From the line that holds "Could you point out the windshield wiper" to the last line of the data, copy everything exactly; leave out all the rest.

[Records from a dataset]
* start *
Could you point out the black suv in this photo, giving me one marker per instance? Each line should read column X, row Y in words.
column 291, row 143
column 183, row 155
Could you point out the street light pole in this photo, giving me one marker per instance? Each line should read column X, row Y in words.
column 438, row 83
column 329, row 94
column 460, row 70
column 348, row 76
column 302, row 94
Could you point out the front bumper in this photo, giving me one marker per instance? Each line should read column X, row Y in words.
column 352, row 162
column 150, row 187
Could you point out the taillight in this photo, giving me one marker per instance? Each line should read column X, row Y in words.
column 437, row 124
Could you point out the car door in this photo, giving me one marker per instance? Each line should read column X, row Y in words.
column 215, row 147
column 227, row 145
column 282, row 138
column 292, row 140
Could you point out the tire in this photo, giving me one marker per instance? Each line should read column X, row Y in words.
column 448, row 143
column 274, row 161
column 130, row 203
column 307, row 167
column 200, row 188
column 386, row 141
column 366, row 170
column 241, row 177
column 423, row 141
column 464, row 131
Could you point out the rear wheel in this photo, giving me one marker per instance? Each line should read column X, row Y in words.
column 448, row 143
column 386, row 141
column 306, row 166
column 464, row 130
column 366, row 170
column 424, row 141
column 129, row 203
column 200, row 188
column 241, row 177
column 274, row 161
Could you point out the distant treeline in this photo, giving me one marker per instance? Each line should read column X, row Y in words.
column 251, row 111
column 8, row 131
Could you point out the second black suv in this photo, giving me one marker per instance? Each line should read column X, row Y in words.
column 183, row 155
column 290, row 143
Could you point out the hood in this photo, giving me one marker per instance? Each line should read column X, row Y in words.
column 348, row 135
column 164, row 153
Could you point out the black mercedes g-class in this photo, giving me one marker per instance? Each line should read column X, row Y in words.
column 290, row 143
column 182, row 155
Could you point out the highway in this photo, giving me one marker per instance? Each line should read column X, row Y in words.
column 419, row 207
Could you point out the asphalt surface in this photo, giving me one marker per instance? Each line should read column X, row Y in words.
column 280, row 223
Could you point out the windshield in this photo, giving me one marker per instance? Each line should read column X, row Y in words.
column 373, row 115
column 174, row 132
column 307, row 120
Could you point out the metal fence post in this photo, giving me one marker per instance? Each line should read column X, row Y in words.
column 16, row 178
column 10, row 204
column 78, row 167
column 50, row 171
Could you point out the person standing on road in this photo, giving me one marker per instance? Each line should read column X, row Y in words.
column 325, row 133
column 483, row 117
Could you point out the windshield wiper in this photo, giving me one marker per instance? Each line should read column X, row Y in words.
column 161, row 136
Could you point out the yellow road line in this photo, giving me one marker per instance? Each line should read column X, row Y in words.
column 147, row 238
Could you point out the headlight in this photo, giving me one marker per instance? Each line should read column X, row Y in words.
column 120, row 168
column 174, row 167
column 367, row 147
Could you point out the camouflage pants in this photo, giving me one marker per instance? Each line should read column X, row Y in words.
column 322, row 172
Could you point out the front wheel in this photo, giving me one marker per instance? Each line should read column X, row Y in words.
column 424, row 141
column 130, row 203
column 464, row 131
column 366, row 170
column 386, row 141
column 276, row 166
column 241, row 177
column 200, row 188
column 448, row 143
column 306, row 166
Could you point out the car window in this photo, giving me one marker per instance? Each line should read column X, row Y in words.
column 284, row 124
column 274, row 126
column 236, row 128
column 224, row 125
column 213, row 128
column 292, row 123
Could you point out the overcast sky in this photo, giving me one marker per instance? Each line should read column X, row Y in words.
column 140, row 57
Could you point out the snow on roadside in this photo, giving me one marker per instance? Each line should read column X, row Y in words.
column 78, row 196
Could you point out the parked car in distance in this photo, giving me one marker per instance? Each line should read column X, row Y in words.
* end *
OUTPUT FOR THIS TASK.
Could you point out the windshield wiper in this photo, giving me one marker per instance? Each line should read column X, row Y in words.
column 161, row 136
Could you point out the yellow road line in this photo, giving me one marker per instance? Each line should read column X, row Y in words.
column 147, row 238
Could you point out the headlight in this photo, giving me one marker per instance? Each line should read column X, row Y in words.
column 120, row 168
column 174, row 167
column 367, row 147
Could you point out the camouflage pants in this photo, giving me one marker per instance? Each line should read column X, row Y in words.
column 322, row 172
Could you point out the front wheel in this photo, giving me one marker per instance? Each line should read column X, row Y in words.
column 424, row 141
column 130, row 203
column 464, row 131
column 366, row 170
column 386, row 141
column 276, row 166
column 241, row 177
column 200, row 188
column 448, row 143
column 306, row 166
Could you point out the car window in this photo, giving me one marker per instance? Each line should read column X, row Y in words.
column 284, row 124
column 274, row 126
column 236, row 128
column 224, row 125
column 213, row 128
column 292, row 123
Could you point out the overcast sky in this photo, giving me one marker per instance? Each line should read column X, row Y in words.
column 140, row 57
Could you point out the snow on roadside in this photo, giving me one marker per instance? Each line should read column X, row Y in words.
column 78, row 196
Could you point out the parked car in distance in this photo, giving me one marker per instance? Each line should read column X, row Y in words.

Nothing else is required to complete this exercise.